(Excerpts from a pointing dataset)

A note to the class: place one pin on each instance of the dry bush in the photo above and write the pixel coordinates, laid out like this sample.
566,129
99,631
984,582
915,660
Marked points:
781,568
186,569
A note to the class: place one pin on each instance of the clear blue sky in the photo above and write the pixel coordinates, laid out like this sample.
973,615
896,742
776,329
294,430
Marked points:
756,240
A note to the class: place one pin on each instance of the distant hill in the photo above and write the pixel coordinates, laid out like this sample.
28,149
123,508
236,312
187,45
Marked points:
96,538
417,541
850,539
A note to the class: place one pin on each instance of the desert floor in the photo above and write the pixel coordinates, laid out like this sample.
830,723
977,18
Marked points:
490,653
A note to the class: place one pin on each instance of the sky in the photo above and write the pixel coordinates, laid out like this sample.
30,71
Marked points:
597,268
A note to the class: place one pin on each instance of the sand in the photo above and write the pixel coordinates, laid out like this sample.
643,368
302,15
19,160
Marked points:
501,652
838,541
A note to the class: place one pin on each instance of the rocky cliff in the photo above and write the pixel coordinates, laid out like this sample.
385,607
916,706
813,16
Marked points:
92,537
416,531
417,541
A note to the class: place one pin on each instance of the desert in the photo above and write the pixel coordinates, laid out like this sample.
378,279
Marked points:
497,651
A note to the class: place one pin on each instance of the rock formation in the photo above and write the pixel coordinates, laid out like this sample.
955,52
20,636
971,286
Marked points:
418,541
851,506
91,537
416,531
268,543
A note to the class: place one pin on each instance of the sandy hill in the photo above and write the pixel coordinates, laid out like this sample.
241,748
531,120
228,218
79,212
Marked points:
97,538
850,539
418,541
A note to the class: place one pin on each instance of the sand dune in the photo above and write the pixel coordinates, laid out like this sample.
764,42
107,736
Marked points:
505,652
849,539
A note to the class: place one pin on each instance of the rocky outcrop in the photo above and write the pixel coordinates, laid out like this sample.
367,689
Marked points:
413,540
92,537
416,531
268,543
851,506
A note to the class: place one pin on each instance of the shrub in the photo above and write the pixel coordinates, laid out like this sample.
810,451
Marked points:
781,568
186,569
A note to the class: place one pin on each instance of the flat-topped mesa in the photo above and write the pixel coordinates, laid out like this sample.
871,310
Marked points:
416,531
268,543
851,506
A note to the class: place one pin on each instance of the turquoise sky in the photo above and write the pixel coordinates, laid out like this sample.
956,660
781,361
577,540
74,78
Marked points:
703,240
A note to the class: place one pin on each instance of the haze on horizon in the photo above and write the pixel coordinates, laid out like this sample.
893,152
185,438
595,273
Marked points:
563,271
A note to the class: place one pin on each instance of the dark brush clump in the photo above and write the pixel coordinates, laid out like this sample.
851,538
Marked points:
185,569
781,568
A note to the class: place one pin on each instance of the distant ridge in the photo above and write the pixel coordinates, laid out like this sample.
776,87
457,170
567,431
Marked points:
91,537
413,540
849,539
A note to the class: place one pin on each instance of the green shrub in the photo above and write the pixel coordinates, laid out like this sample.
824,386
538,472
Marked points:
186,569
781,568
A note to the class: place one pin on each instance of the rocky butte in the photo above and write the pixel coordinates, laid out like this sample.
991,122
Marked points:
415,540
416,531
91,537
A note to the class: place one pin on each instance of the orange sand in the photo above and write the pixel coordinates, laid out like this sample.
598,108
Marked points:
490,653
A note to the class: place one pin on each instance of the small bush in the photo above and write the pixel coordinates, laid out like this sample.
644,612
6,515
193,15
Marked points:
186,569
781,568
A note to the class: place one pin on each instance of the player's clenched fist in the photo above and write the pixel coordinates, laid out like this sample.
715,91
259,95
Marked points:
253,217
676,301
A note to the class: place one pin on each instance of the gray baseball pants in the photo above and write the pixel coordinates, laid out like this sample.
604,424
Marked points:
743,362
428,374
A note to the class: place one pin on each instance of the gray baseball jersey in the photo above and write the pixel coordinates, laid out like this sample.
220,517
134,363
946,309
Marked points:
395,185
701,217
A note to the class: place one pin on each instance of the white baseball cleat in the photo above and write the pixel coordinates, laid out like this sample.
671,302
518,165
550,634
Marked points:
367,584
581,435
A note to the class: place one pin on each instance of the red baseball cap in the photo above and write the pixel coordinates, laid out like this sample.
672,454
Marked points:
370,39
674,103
...
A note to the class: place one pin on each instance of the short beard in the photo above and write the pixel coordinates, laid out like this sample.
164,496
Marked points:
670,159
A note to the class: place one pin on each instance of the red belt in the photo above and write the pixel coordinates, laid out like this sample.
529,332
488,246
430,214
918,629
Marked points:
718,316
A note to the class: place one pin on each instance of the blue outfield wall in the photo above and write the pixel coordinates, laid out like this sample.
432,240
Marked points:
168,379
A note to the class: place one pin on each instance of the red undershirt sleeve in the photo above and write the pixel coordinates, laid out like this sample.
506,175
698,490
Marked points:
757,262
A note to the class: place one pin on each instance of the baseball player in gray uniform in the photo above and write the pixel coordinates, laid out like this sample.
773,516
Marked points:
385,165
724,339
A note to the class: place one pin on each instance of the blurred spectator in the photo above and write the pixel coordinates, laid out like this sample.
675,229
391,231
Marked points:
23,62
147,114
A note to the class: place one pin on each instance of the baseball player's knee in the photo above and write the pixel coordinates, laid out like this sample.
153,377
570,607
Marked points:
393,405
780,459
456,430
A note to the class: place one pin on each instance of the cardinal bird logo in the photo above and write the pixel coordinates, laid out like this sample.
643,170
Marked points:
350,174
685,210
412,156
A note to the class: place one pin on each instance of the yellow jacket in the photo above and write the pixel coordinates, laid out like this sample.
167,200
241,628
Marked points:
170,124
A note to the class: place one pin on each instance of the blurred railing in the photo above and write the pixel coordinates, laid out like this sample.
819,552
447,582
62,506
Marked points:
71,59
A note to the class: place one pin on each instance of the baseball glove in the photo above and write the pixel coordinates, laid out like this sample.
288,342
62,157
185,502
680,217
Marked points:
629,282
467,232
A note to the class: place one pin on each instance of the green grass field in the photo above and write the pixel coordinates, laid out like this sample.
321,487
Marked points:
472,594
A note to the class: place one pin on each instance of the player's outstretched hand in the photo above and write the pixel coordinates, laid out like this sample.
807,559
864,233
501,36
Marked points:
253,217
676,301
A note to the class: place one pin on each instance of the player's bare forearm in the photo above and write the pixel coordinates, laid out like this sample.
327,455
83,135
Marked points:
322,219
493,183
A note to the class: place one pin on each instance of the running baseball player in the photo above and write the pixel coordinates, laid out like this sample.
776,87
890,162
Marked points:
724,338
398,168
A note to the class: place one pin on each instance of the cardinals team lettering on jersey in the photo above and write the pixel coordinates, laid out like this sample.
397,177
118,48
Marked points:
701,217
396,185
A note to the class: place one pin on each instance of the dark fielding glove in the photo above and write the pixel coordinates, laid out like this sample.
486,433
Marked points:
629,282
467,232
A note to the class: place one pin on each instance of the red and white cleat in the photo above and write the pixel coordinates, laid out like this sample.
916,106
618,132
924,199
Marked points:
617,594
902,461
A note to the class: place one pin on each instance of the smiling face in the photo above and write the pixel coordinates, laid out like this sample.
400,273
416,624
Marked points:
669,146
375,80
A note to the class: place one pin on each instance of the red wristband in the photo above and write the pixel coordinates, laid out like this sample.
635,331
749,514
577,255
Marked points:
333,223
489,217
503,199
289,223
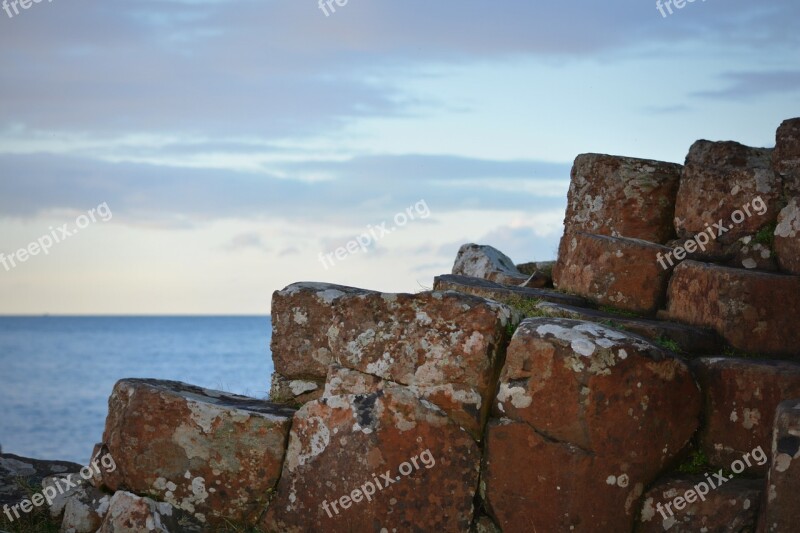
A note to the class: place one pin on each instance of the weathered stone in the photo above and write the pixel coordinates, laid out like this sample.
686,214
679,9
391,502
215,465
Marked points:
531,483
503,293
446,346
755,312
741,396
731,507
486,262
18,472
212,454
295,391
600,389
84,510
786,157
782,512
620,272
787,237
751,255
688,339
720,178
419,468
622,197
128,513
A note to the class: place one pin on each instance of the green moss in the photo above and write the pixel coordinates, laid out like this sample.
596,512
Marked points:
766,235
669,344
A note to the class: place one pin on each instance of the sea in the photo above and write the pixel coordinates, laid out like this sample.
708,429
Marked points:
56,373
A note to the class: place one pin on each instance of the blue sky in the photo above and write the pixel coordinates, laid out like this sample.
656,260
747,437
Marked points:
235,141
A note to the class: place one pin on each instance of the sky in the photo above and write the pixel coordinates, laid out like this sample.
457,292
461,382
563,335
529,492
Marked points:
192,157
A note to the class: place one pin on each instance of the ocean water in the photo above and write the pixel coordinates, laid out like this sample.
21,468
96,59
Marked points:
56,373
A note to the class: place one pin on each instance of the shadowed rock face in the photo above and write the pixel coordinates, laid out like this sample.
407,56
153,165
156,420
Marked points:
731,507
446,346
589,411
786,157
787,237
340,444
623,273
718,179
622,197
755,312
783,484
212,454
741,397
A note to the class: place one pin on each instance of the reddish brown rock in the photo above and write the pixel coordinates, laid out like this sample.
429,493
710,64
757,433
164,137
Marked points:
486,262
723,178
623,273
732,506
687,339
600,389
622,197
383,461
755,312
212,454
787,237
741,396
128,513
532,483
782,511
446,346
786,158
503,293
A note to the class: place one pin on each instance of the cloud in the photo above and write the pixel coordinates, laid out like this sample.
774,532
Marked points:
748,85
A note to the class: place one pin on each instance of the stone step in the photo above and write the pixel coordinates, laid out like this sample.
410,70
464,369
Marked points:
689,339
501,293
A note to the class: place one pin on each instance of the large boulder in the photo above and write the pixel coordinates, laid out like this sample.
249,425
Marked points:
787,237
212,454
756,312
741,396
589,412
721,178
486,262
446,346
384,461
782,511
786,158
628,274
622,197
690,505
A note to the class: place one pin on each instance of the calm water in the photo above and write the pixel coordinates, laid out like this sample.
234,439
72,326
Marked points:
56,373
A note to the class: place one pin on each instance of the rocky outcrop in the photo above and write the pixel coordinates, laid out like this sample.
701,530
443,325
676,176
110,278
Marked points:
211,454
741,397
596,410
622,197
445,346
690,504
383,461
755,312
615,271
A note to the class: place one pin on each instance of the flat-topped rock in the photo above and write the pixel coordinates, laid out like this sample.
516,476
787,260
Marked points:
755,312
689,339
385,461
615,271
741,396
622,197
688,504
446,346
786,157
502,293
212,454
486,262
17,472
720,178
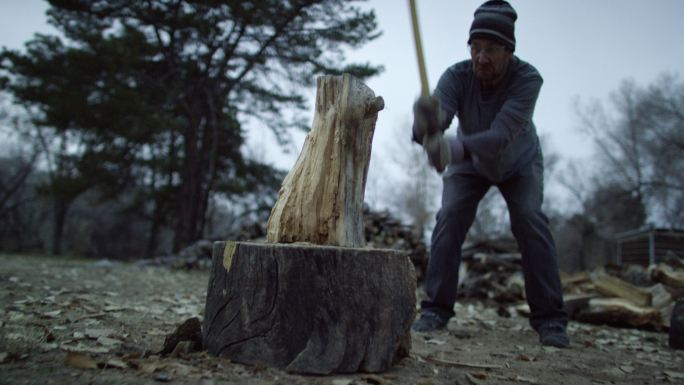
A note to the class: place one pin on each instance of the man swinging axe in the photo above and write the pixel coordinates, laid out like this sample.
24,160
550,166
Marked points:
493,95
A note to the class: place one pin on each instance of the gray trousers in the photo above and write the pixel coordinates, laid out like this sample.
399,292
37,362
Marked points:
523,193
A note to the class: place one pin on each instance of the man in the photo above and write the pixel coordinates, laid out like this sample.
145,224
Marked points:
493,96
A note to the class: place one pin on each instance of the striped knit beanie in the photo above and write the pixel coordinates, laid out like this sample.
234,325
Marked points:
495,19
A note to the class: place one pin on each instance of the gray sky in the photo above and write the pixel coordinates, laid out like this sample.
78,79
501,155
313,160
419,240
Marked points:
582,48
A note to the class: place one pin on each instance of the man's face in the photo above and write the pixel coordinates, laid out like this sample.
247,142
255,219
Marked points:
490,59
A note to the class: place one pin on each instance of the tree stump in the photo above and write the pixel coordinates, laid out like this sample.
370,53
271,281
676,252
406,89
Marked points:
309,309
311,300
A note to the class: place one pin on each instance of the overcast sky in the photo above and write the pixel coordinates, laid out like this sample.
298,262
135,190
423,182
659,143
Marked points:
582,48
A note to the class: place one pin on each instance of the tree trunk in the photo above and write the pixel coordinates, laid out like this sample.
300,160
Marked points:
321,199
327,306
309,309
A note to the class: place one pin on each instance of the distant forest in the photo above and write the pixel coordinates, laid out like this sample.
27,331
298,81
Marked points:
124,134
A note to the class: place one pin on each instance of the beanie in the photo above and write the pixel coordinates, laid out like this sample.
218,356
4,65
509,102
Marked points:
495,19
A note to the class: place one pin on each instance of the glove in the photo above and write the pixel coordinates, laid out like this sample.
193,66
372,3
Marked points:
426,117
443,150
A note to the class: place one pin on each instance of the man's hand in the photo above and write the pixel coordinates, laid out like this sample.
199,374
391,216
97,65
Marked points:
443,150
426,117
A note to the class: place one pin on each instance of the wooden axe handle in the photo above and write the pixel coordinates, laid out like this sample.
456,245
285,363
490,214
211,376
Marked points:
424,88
---
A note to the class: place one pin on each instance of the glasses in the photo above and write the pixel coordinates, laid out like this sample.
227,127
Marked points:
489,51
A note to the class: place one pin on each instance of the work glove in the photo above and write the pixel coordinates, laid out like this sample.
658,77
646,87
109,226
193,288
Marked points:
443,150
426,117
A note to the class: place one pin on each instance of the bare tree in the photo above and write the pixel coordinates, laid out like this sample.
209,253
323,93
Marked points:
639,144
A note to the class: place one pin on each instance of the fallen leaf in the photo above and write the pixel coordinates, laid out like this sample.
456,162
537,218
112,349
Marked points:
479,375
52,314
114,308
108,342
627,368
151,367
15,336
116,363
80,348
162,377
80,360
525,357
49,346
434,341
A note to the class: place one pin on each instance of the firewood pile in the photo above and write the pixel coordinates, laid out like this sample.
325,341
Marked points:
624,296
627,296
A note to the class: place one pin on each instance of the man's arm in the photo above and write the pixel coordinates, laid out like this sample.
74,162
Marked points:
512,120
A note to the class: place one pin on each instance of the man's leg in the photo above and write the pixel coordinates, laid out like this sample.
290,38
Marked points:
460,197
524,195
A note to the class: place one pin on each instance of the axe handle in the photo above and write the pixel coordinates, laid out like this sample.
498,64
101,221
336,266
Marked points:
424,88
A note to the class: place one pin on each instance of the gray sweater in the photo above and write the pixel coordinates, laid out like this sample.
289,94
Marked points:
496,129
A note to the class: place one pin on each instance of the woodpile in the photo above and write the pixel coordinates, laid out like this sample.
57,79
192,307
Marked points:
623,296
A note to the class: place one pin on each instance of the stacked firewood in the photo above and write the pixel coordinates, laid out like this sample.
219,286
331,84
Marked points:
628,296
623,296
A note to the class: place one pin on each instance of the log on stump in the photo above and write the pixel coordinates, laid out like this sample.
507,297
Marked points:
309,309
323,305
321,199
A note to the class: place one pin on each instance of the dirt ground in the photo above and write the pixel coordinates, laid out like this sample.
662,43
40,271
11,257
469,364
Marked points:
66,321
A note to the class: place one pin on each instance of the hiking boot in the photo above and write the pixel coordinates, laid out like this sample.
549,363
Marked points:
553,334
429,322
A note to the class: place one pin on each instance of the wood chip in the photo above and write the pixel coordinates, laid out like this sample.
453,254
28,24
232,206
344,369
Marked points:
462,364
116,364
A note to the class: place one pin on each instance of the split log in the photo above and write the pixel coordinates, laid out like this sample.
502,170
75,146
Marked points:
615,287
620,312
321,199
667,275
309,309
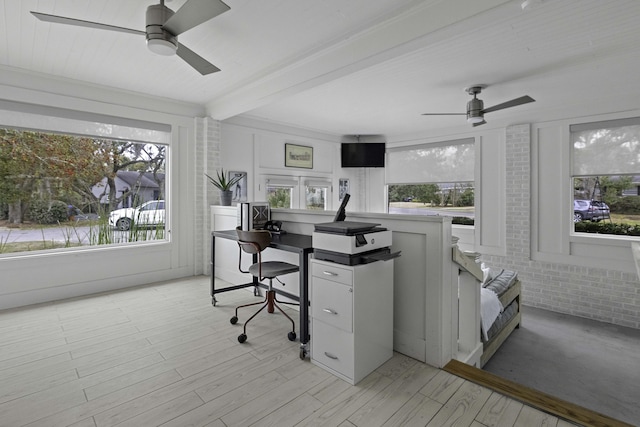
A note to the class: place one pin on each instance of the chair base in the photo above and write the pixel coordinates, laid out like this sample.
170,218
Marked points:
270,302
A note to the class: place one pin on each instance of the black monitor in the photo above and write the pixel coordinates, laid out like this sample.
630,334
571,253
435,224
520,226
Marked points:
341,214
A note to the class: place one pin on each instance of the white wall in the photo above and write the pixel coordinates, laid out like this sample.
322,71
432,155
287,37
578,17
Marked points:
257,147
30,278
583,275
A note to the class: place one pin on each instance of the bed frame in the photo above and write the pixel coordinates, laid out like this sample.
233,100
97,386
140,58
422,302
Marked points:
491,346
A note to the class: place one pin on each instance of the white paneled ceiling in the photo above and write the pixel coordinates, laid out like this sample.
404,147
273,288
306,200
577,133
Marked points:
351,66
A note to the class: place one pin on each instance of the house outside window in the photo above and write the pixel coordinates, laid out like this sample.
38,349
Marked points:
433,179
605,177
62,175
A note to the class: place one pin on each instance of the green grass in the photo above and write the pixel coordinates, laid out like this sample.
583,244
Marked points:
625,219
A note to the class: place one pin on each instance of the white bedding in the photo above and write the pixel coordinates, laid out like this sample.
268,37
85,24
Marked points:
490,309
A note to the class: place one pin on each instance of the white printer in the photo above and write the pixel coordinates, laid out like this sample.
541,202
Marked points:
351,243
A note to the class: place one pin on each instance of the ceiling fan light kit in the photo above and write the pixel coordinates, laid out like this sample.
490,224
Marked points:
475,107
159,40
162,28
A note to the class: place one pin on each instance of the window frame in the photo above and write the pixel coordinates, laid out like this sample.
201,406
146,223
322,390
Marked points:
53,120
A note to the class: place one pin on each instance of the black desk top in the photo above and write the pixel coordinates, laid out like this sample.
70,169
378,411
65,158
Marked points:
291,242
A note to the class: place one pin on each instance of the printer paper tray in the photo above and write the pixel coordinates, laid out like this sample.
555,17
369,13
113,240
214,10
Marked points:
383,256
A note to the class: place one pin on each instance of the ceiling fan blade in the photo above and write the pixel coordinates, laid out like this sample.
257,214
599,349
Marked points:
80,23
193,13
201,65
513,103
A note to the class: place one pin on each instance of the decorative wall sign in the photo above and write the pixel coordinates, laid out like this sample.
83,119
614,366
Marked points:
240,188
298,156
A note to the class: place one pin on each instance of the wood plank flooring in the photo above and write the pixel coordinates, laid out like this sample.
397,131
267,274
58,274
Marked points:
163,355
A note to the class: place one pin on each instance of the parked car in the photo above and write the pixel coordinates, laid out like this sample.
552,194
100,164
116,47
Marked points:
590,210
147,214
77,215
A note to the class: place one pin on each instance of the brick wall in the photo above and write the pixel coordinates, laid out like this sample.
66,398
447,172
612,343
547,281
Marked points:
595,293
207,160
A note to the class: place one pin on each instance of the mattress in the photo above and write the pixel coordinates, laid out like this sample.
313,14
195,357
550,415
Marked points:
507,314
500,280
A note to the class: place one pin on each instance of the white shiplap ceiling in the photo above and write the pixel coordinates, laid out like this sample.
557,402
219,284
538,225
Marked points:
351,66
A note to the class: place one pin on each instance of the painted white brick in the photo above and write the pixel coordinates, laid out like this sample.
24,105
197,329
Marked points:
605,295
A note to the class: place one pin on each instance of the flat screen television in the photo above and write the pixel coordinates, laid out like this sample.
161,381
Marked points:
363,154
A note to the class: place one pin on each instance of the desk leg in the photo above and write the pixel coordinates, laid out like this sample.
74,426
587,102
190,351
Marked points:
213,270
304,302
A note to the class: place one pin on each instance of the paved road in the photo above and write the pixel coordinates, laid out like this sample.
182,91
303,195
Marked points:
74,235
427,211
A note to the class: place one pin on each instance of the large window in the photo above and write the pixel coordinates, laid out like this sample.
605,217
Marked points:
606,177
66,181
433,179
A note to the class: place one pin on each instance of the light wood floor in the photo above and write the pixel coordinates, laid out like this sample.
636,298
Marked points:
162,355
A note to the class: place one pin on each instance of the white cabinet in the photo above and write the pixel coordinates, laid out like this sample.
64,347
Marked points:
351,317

→ **Task description**
Pick out every line in the data above that contains the word "flat", and copy each of those lines in full.

→ **Answer to the problem**
A note to the class: place one pin on each instance of the flat-topped mesa in the photo above and write the pixel coordinates, laid out like this sample.
A note to the class: place one pin on each instance of the flat-topped rock in the photo above and write the pixel coordinates, laid out like this sample.
A note to the class: place one pin on each instance of the flat screen television in the photo above and write the pixel coordinates, laid out like this sample.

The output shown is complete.